Work to be completed - In the material below, reproduce word for word the lines starting at the one containing "Task: Where can the blue jeans" and ending at the one containing "174], [284, 120]]", with both of those lines included.

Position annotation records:
§

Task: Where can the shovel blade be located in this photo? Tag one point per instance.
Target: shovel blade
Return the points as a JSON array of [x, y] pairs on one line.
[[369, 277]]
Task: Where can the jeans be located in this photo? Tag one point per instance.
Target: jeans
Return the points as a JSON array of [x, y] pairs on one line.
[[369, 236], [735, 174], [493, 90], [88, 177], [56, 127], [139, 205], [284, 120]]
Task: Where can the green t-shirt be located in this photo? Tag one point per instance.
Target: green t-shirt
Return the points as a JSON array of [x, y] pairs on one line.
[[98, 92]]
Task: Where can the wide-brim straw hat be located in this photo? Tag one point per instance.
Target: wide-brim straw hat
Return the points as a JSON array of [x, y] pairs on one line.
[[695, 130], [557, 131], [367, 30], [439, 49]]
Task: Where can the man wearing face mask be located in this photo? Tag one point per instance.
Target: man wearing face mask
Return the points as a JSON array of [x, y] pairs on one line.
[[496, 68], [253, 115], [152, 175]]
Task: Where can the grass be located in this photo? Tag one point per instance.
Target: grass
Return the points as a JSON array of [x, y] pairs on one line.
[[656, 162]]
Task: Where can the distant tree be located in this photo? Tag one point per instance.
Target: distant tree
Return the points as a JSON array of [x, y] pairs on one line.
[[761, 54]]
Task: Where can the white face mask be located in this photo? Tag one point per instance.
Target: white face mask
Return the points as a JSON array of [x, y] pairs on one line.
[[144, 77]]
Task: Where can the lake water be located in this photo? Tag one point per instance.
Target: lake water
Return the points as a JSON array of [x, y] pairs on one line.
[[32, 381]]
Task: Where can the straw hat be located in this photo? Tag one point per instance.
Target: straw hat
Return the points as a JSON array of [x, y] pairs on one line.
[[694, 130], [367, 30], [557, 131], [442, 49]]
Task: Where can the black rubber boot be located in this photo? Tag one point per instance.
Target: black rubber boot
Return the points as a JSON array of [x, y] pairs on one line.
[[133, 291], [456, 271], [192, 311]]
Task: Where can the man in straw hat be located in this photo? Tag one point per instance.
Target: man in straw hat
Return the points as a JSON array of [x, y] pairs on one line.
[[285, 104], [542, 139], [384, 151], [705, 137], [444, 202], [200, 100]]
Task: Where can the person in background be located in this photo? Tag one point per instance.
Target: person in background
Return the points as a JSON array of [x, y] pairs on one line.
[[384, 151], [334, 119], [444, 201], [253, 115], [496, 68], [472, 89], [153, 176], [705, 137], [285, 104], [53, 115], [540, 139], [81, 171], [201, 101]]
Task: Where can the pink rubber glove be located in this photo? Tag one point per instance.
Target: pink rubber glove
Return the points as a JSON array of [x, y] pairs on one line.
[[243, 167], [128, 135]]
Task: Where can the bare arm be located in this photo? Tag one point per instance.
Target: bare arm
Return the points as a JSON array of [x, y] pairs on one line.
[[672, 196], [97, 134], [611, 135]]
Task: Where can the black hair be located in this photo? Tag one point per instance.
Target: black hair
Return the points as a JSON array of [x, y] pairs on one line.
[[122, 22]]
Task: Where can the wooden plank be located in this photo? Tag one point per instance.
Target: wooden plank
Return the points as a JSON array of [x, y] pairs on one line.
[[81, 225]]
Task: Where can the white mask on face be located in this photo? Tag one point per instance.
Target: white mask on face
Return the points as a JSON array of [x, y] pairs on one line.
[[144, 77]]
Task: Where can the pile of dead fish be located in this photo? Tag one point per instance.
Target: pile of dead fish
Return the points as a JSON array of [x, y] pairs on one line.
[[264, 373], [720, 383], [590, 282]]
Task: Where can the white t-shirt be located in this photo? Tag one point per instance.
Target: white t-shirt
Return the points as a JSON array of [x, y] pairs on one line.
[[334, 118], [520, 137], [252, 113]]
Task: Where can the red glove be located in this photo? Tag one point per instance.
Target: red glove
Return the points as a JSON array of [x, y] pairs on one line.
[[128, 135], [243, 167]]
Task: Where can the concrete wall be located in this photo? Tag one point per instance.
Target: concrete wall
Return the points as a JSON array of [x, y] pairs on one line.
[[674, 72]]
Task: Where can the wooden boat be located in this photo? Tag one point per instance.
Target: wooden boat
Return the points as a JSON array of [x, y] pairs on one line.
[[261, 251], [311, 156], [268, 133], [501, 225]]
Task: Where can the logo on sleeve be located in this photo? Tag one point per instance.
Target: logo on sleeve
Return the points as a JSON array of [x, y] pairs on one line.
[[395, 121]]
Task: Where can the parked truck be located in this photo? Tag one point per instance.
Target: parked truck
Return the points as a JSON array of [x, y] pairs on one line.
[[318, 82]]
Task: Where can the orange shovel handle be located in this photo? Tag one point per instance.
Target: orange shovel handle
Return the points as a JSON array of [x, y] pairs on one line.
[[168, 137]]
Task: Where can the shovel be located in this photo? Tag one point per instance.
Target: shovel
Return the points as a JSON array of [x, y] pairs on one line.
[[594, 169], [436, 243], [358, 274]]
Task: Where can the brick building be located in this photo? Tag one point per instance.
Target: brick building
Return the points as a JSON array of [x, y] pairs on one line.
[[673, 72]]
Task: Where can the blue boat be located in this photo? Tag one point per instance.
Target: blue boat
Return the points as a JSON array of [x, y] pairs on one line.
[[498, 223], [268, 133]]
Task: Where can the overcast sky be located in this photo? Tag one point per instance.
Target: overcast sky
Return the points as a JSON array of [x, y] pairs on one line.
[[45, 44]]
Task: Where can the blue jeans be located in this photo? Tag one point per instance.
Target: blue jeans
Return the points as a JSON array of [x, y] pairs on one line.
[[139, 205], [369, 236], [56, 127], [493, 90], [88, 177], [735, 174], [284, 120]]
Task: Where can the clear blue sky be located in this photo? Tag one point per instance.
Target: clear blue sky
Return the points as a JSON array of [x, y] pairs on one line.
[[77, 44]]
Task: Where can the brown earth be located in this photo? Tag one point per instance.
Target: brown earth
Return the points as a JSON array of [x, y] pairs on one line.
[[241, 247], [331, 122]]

§

Result for this task -
Task: Where can the blue jeans be located in this photo? Tag one point per instance.
Target: blue jeans
Return the points as a JSON array of [x, y] pairs on one line.
[[139, 205], [369, 236], [56, 127], [493, 90], [88, 177], [735, 174], [284, 120]]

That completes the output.